Segment Open

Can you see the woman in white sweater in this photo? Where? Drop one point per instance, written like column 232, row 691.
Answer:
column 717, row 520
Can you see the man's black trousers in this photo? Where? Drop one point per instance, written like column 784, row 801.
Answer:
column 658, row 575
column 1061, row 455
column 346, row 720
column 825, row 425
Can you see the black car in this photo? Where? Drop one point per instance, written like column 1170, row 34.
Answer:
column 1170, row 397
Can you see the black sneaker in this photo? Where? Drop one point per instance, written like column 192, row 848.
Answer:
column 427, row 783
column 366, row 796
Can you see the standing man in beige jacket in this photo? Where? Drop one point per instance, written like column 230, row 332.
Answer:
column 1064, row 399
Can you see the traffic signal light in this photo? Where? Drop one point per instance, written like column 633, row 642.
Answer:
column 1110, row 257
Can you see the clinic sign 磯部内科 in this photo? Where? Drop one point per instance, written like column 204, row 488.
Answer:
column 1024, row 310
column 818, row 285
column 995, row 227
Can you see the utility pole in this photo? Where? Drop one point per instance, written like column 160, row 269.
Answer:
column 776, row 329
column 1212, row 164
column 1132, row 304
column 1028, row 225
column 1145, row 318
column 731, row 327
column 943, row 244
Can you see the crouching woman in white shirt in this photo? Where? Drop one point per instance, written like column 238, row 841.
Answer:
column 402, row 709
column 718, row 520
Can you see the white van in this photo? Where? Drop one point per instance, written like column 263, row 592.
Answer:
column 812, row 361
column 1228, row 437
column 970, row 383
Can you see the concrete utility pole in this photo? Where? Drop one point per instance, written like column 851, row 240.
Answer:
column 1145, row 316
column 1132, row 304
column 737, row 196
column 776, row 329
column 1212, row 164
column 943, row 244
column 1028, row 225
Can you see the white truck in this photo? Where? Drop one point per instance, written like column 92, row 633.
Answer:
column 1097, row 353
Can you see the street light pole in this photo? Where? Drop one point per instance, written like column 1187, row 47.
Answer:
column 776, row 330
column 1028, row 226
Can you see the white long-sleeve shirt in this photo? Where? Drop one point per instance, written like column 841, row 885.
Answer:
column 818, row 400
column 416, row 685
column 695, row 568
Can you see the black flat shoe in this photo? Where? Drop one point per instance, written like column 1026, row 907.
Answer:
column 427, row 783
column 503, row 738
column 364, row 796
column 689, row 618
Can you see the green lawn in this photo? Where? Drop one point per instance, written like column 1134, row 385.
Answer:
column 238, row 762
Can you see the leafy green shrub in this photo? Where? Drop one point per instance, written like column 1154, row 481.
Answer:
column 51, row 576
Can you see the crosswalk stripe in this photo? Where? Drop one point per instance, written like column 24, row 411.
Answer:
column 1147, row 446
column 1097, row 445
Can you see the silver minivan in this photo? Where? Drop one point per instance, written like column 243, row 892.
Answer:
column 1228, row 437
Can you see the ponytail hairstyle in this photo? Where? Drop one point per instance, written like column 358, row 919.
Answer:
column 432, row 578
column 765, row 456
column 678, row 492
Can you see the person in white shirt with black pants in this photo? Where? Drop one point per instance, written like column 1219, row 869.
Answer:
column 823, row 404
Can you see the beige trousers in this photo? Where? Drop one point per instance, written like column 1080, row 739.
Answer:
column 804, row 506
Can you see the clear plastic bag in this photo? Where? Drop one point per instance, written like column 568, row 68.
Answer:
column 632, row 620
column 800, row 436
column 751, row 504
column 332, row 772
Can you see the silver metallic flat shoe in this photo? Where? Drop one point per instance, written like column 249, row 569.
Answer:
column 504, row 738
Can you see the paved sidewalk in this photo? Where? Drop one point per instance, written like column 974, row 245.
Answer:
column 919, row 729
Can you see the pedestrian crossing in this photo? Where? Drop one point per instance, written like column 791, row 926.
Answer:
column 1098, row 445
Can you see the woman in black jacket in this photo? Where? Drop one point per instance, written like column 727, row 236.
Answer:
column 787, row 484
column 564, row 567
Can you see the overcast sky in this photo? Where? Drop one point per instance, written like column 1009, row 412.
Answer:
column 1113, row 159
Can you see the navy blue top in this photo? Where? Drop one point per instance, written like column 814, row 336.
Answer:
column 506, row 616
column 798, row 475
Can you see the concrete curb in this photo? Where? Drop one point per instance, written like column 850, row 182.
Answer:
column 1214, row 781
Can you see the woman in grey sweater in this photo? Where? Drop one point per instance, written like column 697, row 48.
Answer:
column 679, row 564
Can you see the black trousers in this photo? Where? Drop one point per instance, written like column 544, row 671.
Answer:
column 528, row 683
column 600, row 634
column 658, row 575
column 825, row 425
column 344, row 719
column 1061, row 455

Segment Closed

- **Task item**
Filter the entries and copy each line with "trousers".

- **Answer for the task**
Can you see the man's black trousers in this photo? Where? Drop one point per instance, written like column 784, row 801.
Can you see the beige trousers in this photo? Where? Drop one point per instance, written like column 1080, row 739.
Can you see the black trousers in this photo? Where? Drop one point per instance, written like column 544, row 671.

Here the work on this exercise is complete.